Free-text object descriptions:
•••

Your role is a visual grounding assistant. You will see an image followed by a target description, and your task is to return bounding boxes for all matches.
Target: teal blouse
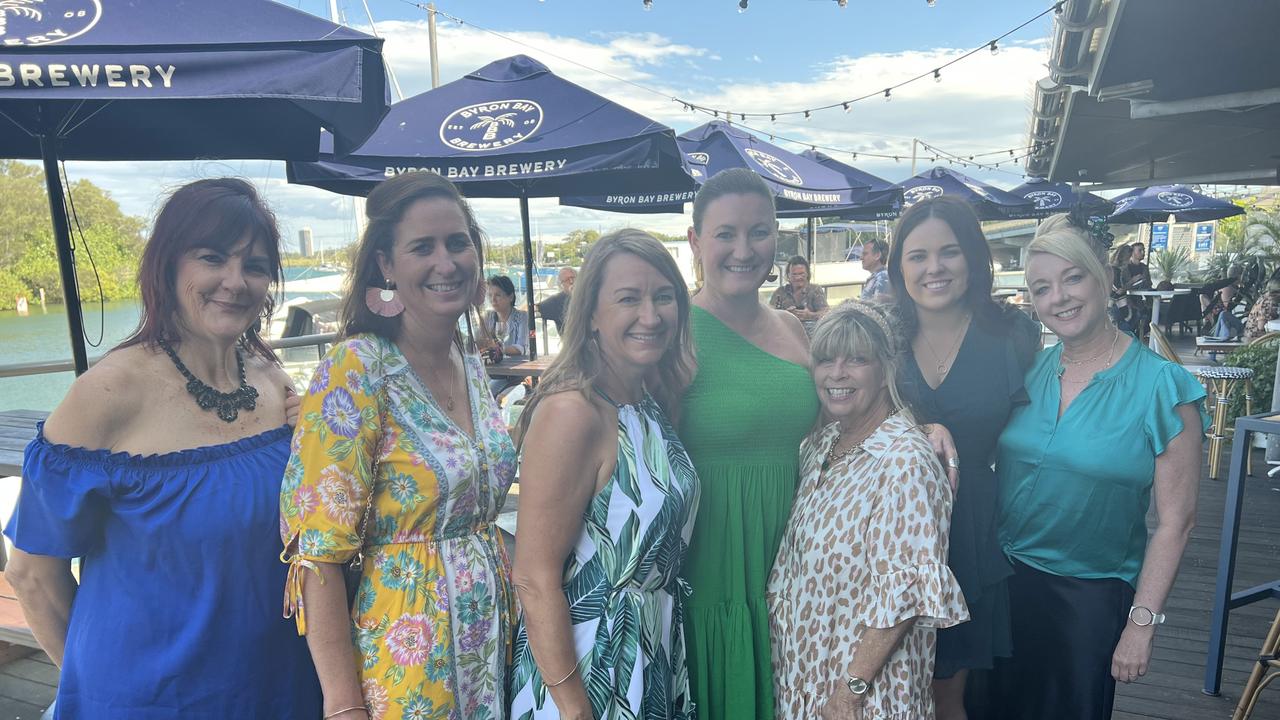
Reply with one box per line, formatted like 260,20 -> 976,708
995,339 -> 1209,587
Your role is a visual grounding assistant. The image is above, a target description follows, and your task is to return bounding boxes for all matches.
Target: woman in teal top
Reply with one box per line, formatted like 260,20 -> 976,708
994,213 -> 1207,720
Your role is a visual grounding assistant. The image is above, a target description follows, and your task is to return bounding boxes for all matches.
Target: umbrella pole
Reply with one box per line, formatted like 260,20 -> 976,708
520,195 -> 538,360
39,135 -> 89,376
806,217 -> 816,266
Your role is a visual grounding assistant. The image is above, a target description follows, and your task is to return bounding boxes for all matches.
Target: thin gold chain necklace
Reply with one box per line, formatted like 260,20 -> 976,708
921,313 -> 971,378
1058,329 -> 1120,385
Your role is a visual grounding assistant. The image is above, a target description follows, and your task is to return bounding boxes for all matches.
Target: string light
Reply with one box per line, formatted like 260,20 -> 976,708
804,110 -> 811,120
843,102 -> 850,112
673,2 -> 1059,120
883,88 -> 892,102
927,0 -> 937,6
643,0 -> 652,9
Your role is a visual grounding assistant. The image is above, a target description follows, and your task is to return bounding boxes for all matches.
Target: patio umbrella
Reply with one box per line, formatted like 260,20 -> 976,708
561,122 -> 874,214
1005,177 -> 1113,219
775,150 -> 902,221
287,55 -> 691,358
0,0 -> 389,374
894,166 -> 1034,221
1108,185 -> 1245,224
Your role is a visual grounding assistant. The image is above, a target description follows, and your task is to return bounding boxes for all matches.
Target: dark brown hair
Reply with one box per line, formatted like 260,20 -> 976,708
887,195 -> 1002,337
340,172 -> 485,340
691,167 -> 775,234
119,177 -> 281,361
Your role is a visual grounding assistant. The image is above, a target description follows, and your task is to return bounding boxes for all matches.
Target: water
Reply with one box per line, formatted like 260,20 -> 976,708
0,268 -> 344,413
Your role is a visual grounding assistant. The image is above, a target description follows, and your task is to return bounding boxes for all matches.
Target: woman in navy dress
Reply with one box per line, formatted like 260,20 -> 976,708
4,179 -> 320,718
887,196 -> 1040,720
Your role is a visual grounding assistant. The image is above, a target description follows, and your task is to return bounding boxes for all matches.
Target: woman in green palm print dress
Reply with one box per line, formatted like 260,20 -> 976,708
510,230 -> 699,720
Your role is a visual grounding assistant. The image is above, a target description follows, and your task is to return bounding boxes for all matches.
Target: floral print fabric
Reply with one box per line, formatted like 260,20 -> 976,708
768,413 -> 969,720
282,334 -> 517,720
509,395 -> 700,720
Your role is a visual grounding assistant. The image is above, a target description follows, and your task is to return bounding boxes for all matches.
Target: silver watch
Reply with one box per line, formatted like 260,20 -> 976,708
1128,605 -> 1166,627
846,676 -> 871,697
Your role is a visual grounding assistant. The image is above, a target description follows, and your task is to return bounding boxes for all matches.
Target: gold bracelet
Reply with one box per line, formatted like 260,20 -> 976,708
323,706 -> 368,719
544,664 -> 579,688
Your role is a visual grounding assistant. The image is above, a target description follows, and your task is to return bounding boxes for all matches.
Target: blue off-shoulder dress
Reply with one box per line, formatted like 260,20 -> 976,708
3,424 -> 320,719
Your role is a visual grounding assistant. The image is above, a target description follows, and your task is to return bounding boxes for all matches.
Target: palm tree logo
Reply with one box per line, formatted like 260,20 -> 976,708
0,0 -> 42,38
469,113 -> 518,142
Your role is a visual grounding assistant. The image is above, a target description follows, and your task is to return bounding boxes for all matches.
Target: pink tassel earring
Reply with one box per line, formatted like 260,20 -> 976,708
365,279 -> 405,317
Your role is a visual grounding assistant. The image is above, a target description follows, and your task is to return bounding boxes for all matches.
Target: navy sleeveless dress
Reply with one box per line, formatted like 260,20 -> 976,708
4,424 -> 320,719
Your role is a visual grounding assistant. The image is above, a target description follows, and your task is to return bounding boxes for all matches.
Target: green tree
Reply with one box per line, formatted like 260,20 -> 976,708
0,161 -> 144,310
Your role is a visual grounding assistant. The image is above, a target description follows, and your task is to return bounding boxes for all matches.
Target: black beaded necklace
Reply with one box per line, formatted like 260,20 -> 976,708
157,336 -> 259,422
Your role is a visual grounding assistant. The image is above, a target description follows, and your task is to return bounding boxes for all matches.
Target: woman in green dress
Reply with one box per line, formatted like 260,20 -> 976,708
680,168 -> 818,720
510,230 -> 699,720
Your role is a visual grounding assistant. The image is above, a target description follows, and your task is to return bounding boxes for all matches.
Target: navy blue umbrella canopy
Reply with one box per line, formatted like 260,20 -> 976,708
288,55 -> 691,359
0,0 -> 389,376
775,150 -> 902,220
1005,178 -> 1112,219
559,121 -> 873,215
287,55 -> 691,199
1108,185 -> 1244,224
895,167 -> 1034,221
0,0 -> 389,160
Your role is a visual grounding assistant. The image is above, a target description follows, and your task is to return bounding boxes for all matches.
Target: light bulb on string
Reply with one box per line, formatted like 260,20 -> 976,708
837,0 -> 847,6
927,0 -> 936,6
842,102 -> 850,113
883,88 -> 892,102
738,0 -> 748,13
770,114 -> 776,122
933,69 -> 941,83
643,0 -> 653,9
989,40 -> 999,55
804,110 -> 811,120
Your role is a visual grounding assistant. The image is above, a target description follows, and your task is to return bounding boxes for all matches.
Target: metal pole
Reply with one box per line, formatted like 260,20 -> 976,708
520,196 -> 538,360
911,138 -> 919,175
427,3 -> 440,89
806,216 -> 816,266
39,136 -> 88,376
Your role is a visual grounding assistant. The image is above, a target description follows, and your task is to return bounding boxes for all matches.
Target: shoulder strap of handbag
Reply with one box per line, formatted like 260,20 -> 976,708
348,352 -> 388,573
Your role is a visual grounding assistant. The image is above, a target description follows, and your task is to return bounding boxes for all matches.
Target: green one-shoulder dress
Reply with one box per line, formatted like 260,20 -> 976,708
680,306 -> 819,720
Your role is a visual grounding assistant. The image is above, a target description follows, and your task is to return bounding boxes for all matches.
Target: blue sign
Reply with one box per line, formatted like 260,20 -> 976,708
1151,223 -> 1169,250
1195,223 -> 1215,252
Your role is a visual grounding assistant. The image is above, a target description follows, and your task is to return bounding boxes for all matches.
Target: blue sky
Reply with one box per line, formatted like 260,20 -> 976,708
63,0 -> 1059,249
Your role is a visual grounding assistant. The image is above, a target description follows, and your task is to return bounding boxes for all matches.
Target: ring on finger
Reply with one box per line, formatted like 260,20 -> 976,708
947,457 -> 960,468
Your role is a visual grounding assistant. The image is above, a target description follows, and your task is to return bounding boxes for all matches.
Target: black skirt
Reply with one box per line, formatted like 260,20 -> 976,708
988,559 -> 1135,720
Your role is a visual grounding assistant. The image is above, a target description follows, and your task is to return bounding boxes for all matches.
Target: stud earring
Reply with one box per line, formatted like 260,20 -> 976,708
365,278 -> 405,317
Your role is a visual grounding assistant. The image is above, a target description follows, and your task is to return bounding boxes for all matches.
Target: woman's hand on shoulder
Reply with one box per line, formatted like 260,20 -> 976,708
42,348 -> 146,450
249,356 -> 301,427
920,423 -> 959,490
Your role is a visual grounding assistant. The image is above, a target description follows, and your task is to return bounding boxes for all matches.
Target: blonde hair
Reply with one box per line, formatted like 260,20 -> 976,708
1027,213 -> 1110,295
809,300 -> 914,424
515,230 -> 694,443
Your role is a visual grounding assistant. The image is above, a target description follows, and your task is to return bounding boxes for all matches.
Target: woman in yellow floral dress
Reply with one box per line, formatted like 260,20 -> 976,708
281,172 -> 516,720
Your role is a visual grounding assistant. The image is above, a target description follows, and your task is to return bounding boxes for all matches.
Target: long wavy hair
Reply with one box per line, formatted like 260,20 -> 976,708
515,229 -> 693,443
118,178 -> 281,361
340,172 -> 485,341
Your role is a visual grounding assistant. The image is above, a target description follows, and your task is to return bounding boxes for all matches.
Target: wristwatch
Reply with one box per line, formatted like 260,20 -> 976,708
845,675 -> 871,697
1128,605 -> 1166,627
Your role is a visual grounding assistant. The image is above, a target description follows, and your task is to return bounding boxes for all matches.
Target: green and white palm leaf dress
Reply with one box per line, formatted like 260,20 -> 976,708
510,392 -> 700,720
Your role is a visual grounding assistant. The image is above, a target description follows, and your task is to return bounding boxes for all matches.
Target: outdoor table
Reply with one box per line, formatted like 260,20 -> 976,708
1203,411 -> 1280,696
485,356 -> 555,380
1130,289 -> 1193,350
0,410 -> 48,477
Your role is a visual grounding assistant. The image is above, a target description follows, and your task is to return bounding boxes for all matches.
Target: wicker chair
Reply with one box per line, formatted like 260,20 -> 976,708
1234,609 -> 1280,720
1150,323 -> 1253,480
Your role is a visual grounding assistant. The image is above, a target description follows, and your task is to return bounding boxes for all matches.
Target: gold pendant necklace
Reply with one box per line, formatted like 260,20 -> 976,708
429,348 -> 456,412
921,313 -> 971,378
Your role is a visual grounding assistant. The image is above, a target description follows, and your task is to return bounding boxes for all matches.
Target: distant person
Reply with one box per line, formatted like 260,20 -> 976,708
509,230 -> 698,719
769,255 -> 829,322
1109,245 -> 1138,333
860,237 -> 891,301
480,274 -> 530,395
536,266 -> 577,334
1245,277 -> 1280,341
1128,242 -> 1152,290
5,178 -> 320,718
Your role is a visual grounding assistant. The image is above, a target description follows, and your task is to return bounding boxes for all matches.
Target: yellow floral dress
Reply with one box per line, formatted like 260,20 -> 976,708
281,334 -> 517,720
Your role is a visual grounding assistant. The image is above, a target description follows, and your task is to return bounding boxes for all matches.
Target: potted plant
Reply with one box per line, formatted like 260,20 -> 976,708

•••

◆ Exercise brief ◆
Your answer should consist of each line above in which "yellow" appears.

◆ Finished task ◆
Target: woman in yellow floral dress
Target: yellow floral dress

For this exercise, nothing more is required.